▶ **DIRECTIVE**: Print every record below exactly as written.

Entries from a point annotation set:

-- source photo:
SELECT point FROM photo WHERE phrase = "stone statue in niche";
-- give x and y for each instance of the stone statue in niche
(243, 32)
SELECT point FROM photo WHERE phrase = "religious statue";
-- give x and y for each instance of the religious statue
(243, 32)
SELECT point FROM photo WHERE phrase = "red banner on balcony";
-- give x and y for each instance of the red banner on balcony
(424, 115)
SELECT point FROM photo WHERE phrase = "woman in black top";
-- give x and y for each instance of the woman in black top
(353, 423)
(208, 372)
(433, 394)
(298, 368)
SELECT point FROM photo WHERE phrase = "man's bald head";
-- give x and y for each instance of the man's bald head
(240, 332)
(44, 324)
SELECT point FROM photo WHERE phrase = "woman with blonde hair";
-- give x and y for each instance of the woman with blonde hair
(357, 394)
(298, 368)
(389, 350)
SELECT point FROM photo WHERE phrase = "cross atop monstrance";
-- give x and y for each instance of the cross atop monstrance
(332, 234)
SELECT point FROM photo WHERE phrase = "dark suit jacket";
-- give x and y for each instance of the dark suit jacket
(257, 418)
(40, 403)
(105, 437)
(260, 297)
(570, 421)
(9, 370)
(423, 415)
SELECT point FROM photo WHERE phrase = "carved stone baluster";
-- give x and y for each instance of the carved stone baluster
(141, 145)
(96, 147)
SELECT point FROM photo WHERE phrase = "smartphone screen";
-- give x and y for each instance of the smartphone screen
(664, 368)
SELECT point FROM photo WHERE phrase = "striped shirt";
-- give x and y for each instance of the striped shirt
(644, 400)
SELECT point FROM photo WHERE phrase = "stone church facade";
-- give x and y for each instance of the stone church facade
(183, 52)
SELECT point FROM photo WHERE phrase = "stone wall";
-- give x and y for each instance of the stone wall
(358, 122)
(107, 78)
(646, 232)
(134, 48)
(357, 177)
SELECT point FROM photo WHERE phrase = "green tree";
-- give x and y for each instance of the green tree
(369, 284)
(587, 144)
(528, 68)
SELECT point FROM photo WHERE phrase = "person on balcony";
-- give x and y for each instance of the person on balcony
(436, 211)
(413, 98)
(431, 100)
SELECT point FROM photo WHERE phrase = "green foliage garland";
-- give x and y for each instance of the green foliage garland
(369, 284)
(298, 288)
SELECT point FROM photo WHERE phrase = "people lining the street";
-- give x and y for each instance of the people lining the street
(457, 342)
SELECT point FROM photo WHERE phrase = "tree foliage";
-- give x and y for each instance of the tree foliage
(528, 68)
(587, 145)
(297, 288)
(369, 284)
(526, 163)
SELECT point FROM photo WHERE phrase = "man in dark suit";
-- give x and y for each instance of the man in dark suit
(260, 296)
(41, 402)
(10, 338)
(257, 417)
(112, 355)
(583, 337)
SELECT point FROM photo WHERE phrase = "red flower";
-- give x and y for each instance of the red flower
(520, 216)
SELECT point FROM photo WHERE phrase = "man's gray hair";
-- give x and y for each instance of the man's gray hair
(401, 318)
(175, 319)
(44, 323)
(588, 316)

▶ **ANSWER BELOW**:
-- source photo:
SELECT point FROM photo WHERE phrase = "stone statue in niche";
-- give x and y for each instance of the stone statue in niche
(243, 32)
SELECT point FROM photo WHERE phrase = "religious statue";
-- give x and y for each instance of the religious statue
(243, 32)
SELECT point FROM photo WHERE phrase = "red banner on balcony";
-- give x and y for each instance of the red banner on balcony
(424, 115)
SELECT point FROM photo WHERE phrase = "woman in black top";
-- give x and y for each instance of the woman in black top
(353, 423)
(208, 372)
(433, 394)
(298, 368)
SELECT point FROM photo WHERE phrase = "man's bald head";
-- give x and y for each instance of the man's bald head
(240, 332)
(44, 324)
SELECT point FROM photo WHERE phrase = "woman with blonde hair";
-- give x and y for each instance of the woman with blonde hair
(357, 394)
(298, 368)
(389, 350)
SELECT point FROM photo WHERE phrase = "cross atop monstrance";
-- give x and y for each instance of the cross atop monstrance
(332, 234)
SELECT point FROM photo WHERE phrase = "dark suit jacket";
-- give x and y for each instance of the dark suit jacket
(257, 418)
(40, 403)
(105, 437)
(260, 297)
(570, 421)
(9, 370)
(423, 415)
SELECT point FROM photo WHERE phrase = "carved stone baluster";
-- give x and y for each instance of the carved stone baluster
(141, 145)
(96, 147)
SELECT point FROM photo WHERE phrase = "smartphone screen";
-- give x and y for each instance of the smartphone screen
(664, 368)
SELECT point FROM photo WHERE phrase = "striped shirt";
-- give x and y for each instance of the striped shirt
(644, 400)
SELECT point FROM photo WHERE phrase = "stone church facade";
-- give x and y for each instance of the stone church facade
(183, 52)
SELECT point FROM photo WHERE phrase = "stone wall";
-- give x and y for each instance of the stone wall
(358, 122)
(107, 78)
(646, 232)
(134, 48)
(357, 177)
SELECT point FROM photo WHERE phrase = "green tree";
-- give x and y for each instance of the green tree
(369, 284)
(587, 144)
(528, 68)
SELECT point FROM photo WHERE phrase = "person on balcony";
-- give x and y for each instance of the person on balcony
(436, 211)
(413, 98)
(431, 100)
SELECT point FROM photo WHERE phrase = "green foliage garland";
-- give x and y for each instance of the green foliage garland
(369, 284)
(298, 288)
SELECT point FROM photo WHERE phrase = "people lining the street";
-- give x and y for each instance of the people lining the street
(457, 342)
SELECT point FROM photo WHERE phrase = "tree foliage";
-- give x and y for each instance of the tree foliage
(528, 68)
(587, 145)
(297, 288)
(369, 284)
(526, 163)
SELECT point FROM photo WHERE phrase = "man in dark suit";
-- give x and y for each instance of the man in dark suit
(260, 296)
(41, 402)
(10, 338)
(257, 417)
(112, 355)
(583, 337)
SELECT point FROM photo WHERE phrase = "red flower";
-- give x and y for each instance of the red flower
(520, 216)
SELECT point FROM photo WHERE phrase = "man's gray hair";
-- give x and y for each instance of the man's gray hair
(401, 318)
(175, 319)
(44, 323)
(588, 316)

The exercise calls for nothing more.